— Supplied passage —
Studio album by The Octopus Project
- Released: April 7, 2017
- Genre: Indie rock, electronica
- Length: 40:13
- Label: Robot High School
- Producer: The Octopus Project

The Octopus Project chronology
|  | Memory Mirror (2017) | Damsel (2018) |

= Memory Mirror =

2017 album by The Octopus Project

Memory Mirror is the sixth studio album by experimental pop band The Octopus Project. It was released April 7, 2017, on Robot High School Records.

Professional ratings
Review scores
| Source | Rating |
| AllMusic |  |
| Austin Chronicle |  |
| ACRN |  |

==Reception==
Memory Mirror was generally well received by critics, receiving 4/5 stars from AllMusic, 3/5 stars from The Austin Chronicle, and 9/10 stars from ACRN.

Lauren Doyle, writing for Mxdwn, described Memory Mirror as "an electronica exploration doused in pop harmonies and trippy instrumentals" and noted that "the first three tracks captivate, catapulting listeners into the unimaginable world of The Octopus Project". Doyle concluded, "With all of its clever song titles and extraterrestrial sound, Memory Mirror is a worthy listen and just as quickly as it energizes its listeners it lulls them into a trance, only to have them go back and play the album through again".

Items drawn from a data source:
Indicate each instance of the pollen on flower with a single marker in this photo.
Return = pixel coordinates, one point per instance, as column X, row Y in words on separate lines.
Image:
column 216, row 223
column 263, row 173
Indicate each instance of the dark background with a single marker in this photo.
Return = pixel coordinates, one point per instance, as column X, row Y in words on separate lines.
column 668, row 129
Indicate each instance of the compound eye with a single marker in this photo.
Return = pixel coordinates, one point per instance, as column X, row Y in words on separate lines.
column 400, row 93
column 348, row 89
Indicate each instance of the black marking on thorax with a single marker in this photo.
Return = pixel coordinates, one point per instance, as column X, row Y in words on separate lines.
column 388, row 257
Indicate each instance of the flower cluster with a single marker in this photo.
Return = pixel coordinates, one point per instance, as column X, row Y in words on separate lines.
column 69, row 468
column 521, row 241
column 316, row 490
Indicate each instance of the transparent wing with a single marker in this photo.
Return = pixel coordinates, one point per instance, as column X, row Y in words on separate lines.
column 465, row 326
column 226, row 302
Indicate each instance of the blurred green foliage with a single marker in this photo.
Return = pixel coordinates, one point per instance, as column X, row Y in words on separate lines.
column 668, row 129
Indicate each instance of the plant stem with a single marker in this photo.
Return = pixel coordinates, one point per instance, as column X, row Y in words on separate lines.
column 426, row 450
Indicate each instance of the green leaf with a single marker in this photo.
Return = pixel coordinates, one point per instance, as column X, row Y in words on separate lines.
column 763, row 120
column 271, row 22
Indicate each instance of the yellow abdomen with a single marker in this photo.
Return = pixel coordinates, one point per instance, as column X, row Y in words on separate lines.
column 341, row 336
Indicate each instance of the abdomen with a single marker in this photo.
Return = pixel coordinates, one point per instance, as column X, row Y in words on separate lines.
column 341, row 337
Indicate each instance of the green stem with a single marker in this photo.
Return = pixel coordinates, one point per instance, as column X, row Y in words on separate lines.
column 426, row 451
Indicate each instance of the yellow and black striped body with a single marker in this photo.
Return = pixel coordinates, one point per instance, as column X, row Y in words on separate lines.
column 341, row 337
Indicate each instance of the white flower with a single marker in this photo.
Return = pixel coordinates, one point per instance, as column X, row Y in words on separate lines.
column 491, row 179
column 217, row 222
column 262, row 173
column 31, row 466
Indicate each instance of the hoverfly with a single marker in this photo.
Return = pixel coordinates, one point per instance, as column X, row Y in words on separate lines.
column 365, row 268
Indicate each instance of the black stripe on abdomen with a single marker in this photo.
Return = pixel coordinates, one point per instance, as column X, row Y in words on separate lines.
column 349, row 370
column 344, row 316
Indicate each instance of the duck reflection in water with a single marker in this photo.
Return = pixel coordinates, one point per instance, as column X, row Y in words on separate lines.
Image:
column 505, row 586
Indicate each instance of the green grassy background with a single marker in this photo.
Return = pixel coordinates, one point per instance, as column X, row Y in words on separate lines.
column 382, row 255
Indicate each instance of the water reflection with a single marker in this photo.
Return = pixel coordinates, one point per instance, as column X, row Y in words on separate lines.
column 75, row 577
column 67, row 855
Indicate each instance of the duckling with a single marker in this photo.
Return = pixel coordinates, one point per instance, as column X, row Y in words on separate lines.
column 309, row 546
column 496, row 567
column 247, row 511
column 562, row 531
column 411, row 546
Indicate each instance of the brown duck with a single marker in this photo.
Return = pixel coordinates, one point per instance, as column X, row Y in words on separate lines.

— Set task —
Answer these questions using the Memory Mirror article.
(a) What is the running length of the album?
(b) What rating did ACRN give the album?
(c) For which outlet was Lauren Doyle writing?

— Correct response —
(a) 40:13
(b) 9/10 stars
(c) Mxdwn